%%
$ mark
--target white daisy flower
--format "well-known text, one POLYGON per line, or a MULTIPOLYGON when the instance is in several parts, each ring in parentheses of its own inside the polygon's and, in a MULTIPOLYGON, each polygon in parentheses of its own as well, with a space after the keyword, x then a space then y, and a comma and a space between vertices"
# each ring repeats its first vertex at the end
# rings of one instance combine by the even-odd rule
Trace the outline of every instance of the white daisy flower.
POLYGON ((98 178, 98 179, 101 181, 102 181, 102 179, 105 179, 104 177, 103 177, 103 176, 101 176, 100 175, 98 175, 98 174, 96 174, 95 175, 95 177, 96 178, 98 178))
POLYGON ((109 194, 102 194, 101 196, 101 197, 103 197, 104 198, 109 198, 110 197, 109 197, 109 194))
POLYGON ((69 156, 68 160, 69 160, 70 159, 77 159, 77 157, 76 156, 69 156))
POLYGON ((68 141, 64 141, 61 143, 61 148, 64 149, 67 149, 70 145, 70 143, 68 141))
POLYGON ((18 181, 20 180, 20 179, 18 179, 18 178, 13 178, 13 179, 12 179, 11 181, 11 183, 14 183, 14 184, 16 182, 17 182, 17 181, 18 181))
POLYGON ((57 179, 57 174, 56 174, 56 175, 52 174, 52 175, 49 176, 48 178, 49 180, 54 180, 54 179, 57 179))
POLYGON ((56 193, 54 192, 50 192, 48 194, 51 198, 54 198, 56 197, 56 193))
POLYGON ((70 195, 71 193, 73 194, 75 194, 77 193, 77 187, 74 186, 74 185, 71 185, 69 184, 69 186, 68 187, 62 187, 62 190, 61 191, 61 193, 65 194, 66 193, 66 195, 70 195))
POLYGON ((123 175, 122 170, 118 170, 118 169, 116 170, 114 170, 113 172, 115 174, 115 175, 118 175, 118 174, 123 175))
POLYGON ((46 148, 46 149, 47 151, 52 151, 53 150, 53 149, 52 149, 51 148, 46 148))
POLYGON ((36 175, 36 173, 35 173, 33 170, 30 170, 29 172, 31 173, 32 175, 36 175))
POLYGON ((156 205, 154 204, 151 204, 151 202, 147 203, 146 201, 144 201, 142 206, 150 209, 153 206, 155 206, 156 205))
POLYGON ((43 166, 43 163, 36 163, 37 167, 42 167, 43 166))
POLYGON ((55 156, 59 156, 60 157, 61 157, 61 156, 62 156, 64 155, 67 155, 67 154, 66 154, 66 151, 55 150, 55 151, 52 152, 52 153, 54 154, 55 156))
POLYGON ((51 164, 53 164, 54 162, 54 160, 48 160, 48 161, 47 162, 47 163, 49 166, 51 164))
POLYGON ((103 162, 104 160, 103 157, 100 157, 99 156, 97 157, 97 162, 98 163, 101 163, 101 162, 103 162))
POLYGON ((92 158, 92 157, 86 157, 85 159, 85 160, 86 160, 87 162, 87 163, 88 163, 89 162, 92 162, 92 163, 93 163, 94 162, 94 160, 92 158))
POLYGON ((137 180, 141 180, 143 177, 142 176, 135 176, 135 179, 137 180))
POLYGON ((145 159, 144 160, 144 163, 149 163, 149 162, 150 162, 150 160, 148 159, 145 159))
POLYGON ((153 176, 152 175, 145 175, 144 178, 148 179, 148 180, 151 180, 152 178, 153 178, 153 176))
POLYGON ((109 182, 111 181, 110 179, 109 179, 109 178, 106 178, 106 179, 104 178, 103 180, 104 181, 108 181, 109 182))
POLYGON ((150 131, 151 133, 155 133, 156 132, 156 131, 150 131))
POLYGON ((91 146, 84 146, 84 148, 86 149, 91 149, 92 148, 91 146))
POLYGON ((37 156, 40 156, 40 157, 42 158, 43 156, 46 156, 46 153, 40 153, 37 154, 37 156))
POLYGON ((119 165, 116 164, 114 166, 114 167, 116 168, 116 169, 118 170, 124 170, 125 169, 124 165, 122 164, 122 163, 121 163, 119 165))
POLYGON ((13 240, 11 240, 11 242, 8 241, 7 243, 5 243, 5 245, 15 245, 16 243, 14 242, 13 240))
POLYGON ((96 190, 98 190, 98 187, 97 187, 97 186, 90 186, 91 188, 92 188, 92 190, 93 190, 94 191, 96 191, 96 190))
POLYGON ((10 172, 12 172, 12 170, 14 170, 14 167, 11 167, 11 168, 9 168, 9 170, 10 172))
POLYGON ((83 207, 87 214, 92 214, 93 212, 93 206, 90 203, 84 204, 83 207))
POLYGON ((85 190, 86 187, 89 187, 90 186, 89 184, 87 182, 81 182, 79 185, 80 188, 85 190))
%%
| INSTRUCTIONS FOR THE TASK |
Reproduce the data above verbatim, from its first line through the line containing "text, one POLYGON", including both.

| THE OUTPUT |
$ mark
--target white daisy flower
--format "well-known text, one POLYGON per line, or a MULTIPOLYGON when the instance is in several parts, each ring in parentheses of its own inside the polygon's and, in a MULTIPOLYGON, each polygon in parentheses of its own as well, with a space after the keyword, x then a space then y, and a comma and a space between vertices"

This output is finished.